#### ASSIGNED TASK
Copy each line below without leaving any out.

Source data
++++++++

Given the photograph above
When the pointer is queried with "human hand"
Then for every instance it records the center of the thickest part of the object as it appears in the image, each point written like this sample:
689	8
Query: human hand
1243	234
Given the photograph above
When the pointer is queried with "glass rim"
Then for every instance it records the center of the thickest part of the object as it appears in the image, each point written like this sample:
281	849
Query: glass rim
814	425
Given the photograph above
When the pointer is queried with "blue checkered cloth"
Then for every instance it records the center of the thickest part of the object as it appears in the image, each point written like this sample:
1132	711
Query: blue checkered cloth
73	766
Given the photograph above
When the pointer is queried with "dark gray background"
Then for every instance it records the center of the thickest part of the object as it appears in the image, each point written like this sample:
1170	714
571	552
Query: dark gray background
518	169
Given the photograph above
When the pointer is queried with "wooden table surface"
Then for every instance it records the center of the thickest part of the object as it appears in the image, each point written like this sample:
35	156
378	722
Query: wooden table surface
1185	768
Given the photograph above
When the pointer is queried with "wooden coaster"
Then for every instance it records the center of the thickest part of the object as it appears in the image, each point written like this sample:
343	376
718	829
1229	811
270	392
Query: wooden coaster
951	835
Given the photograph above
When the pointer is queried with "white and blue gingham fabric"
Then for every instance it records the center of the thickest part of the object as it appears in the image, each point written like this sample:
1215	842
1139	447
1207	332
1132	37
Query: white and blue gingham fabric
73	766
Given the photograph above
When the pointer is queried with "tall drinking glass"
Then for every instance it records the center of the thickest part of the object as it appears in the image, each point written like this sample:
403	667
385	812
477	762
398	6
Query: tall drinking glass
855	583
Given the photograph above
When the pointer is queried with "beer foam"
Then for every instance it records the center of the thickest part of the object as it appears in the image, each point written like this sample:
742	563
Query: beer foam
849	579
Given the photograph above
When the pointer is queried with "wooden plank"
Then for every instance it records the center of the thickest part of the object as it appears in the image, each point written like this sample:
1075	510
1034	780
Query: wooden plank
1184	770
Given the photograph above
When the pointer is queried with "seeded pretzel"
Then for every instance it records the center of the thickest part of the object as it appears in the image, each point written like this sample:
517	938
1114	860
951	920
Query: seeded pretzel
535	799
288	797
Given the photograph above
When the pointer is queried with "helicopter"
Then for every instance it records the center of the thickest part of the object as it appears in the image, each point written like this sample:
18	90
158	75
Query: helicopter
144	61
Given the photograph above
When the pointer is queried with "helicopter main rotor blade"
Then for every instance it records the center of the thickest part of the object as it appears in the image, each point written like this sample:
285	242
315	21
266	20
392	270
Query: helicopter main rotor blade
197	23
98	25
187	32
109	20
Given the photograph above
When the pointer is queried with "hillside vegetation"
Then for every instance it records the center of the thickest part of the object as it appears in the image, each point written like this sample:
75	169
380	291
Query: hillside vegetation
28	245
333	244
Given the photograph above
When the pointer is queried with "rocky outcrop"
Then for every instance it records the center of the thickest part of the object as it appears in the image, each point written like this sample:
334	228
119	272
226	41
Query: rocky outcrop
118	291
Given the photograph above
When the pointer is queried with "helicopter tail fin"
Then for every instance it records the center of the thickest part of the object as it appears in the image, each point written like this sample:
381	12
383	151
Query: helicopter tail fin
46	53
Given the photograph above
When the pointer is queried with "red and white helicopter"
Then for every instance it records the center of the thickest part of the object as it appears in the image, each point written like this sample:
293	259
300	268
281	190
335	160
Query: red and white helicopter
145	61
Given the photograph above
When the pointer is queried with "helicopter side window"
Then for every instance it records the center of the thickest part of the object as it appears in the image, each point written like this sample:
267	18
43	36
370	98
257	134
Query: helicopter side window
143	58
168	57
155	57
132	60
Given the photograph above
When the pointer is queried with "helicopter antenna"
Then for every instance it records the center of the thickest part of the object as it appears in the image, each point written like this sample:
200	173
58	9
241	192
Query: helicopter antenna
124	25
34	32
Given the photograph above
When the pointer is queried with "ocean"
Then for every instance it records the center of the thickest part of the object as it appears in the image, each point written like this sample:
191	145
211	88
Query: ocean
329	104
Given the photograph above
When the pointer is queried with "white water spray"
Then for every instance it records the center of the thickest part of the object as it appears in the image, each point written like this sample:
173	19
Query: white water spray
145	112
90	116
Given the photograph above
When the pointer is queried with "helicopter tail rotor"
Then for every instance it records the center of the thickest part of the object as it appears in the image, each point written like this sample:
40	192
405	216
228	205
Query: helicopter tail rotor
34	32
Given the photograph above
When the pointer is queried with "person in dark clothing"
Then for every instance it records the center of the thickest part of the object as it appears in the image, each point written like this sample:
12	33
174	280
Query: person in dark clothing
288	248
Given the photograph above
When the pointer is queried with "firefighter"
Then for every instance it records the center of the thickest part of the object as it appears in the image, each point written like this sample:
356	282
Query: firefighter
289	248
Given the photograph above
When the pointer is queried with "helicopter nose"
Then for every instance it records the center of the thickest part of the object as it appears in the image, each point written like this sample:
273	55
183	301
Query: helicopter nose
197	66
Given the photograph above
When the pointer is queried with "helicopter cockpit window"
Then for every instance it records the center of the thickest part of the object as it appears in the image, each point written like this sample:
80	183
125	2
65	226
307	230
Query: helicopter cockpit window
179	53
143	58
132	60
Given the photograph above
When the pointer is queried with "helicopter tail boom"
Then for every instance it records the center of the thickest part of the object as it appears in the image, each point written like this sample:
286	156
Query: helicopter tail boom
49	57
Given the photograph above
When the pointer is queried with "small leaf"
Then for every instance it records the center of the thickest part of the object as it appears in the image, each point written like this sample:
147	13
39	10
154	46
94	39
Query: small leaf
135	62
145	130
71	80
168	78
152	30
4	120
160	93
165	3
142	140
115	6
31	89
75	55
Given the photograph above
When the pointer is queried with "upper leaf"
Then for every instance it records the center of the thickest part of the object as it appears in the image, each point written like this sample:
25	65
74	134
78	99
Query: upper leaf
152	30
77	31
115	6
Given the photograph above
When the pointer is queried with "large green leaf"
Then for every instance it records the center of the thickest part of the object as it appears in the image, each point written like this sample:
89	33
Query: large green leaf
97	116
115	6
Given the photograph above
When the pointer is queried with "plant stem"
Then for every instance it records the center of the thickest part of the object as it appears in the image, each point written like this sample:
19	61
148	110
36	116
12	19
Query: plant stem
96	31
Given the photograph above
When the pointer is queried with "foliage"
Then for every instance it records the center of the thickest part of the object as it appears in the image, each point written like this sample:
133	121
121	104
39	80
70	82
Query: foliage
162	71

++++++++

#### SOLUTION FOR THIS PROBLEM
Given the photograph above
When the pointer is queried with "human hand"
Then for every instance it records the center of the thickest part of the object as it appears in the image, each point written like this sample:
689	8
Query: human hand
1243	234
Given the photograph above
When the pointer is queried with "glass rim"
Then for every instance it records the center of the thickest part of the object as it appears in the image, each point written like this sample:
281	849
Query: glass rim
814	425
Given the photograph above
When the pointer is queried with "blue checkered cloth"
Then for every instance it records the center of the thickest part of the object as it appears in the image, each point written like this sample:
1132	711
Query: blue checkered cloth
73	766
Given the photograph above
When the pointer is queried with "dark gray background"
Then for every instance it records the center of the thickest part of the object as it appears in the image, each point written like this sample:
1170	714
571	552
Query: dark gray background
518	169
Given the photograph above
When the pointer is queried with "wooden table surface"
Then for every instance it records the center of the thickest part of the object as it appears in the image, each point written like this sample:
35	156
378	722
Query: wooden table surface
1185	768
Given the photograph above
When the pointer is queried with "wooden coaster"
Then for every instance it records the center of the thickest part of the object as it appears in the image, each point written like this sample:
343	376
718	829
1229	811
270	392
Query: wooden coaster
951	835
Given the photograph above
When the pointer is queried with "white and blue gingham fabric"
Then for every instance it records the center of the thickest part of the object as it appears in the image, each point written like this sample:
1215	842
1139	447
1207	332
1132	37
Query: white and blue gingham fabric
73	766
Given the photograph above
When the pointer is queried with "tall drinking glass"
Then for every instance it records the center of the thickest part of the object as it appears in the image, each point written like this sample:
403	667
385	812
477	762
398	6
Query: tall drinking glass
855	583
Given the photograph above
When the pointer is queried with "beer foam"
Then for every instance it records the center of the thickest part of the object as it appears in the image, each point written like this sample:
742	563
Query: beer foam
849	579
Given the photograph above
When the pointer is queried with "wooden plank"
Then for every instance it records the center of the thickest part of the object as it appears in the image, each point written like this sample:
1075	510
1034	780
Query: wooden plank
1184	770
Given the photograph above
When the pointer is queried with "seeded pretzel"
Then for every instance it records the center of the thickest part of the object as it appears in the image, each point written like this sample:
517	938
1114	860
951	920
Query: seeded pretzel
535	799
288	797
Given the photograph above
When the pointer is queried with "helicopter"
Then for every instance it records the center of the thickest part of the object as it appears in the image, each point written like this sample:
18	90
158	75
Query: helicopter
144	61
Given the photograph above
When the pointer is queried with "helicopter main rotor blade"
Then for every instance it records the center of the thickest part of the object as it appears in the image, each point written like this sample:
285	242
315	21
266	20
392	270
Query: helicopter main rotor blade
197	23
98	25
187	32
109	20
Given the photograph above
When the pointer is queried with "hillside vegetation"
Then for every instance it records the center of the thickest part of the object as it appears in the image, each point written like this sample:
75	169
380	291
Query: hillside vegetation
28	245
333	244
Given the photograph above
When the pointer is queried with "rocky outcrop"
Then for every instance it records the center of the thickest part of the object as it appears in the image, each point written like this sample:
334	228
119	272
226	41
Query: rocky outcrop
118	291
Given the photograph above
When the pointer is queried with "helicopter tail fin"
Then for every instance it records the center of the thickest part of the object as it appears in the image, each point written like this sample:
381	12
383	151
Query: helicopter tail fin
46	53
Given the photograph above
When the pointer is queried with "red and white helicopter"
Then for every instance it records the center of the thickest part of the object as it appears in the image, each point written like this sample:
293	259
300	268
281	190
335	160
Query: red and white helicopter
145	61
Given the photograph above
When the pointer is queried with "helicopter side window"
Then for every instance it records the center of the thickest part of the object as it appears in the image, each point written like this sample:
267	18
43	36
370	98
257	134
Query: helicopter side window
143	58
168	57
155	57
132	60
Given the photograph above
When the pointer is queried with "helicopter antenna"
Then for every instance it records the center of the thickest part of the object as it appears in the image, each point written like this sample:
200	173
58	9
241	192
Query: helicopter antenna
124	25
34	32
Given the photograph above
When the pointer is queried with "ocean"
Then for every instance it records the center of the thickest part of the object as it appears in the image, each point written like this sample:
191	145
211	88
Query: ocean
329	104
Given the photograph above
When the pointer is queried with "white water spray"
Then for every instance it records the center of the thickest part of the object as it appears in the image, each point written like this sample:
173	19
Query: white water spray
145	112
90	116
Given the photograph above
When the pointer is queried with "helicopter tail rotor"
Then for every instance it records the center of the thickest part of the object as it appears in the image, each point written like this sample:
40	192
405	216
228	205
Query: helicopter tail rotor
34	32
Given the photograph above
When the pointer is queried with "person in dark clothing"
Then for every instance it records the center of the thickest part of the object as it appears in the image, each point written like this sample:
12	33
174	280
Query: person in dark clothing
288	248
Given the photograph above
When the pointer is queried with "firefighter"
Then for every instance it records the center of the thickest part of the object as it appears in the image, each point written like this sample:
356	282
Query: firefighter
289	248
Given the photograph above
When the pointer is queried with "helicopter nose"
Then for every instance it records the center of the thickest part of the object as it appears in the image, each point written like this sample:
273	55
183	301
Query: helicopter nose
197	66
Given the photograph above
When the pointer is queried with "helicopter cockpit window"
Then for every instance it records the center of the thickest part of the object as it appears in the image, each point written like this sample:
80	183
125	2
65	226
307	230
Query: helicopter cockpit window
179	53
143	58
132	60
Given the photograph above
When the pointer is queried with "helicopter tail boom"
Then for every instance it records the center of the thickest part of the object as it appears in the image, each point written like this sample:
286	156
Query: helicopter tail boom
49	57
Given the photograph above
When the pointer is queried with "small leaf"
Then for every instance it records the center of the thickest part of the object as it appears in the image, each point written like this sample:
147	13
39	10
154	46
94	39
Query: small leaf
135	62
145	130
71	80
168	78
152	30
4	120
160	93
165	3
142	140
115	6
31	89
75	55
Given the photograph above
When the pointer is queried with "upper leaf"
Then for every instance it records the center of the thickest part of the object as it appears in the image, each point written like this sample:
25	65
74	134
78	99
Query: upper leaf
152	30
77	31
115	6
Given the photograph above
When the pointer is queried with "large green leaf"
Then for every instance it records the center of the thickest part of the object as it appears in the image, each point written like this sample:
89	33
Query: large green leaf
97	116
115	6
Given the photograph above
When the pointer is queried with "plant stem"
Then for every instance it records the center of the thickest part of the object as it appears in the image, each point written like this sample:
19	61
148	110
36	116
12	19
Query: plant stem
96	31
Given the photograph above
When the pointer is queried with "foliage"
Then for every instance it records the center of the thickest part of the object as it appears in the image, each point written like this sample:
133	121
121	104
39	80
70	82
Query: foliage
162	71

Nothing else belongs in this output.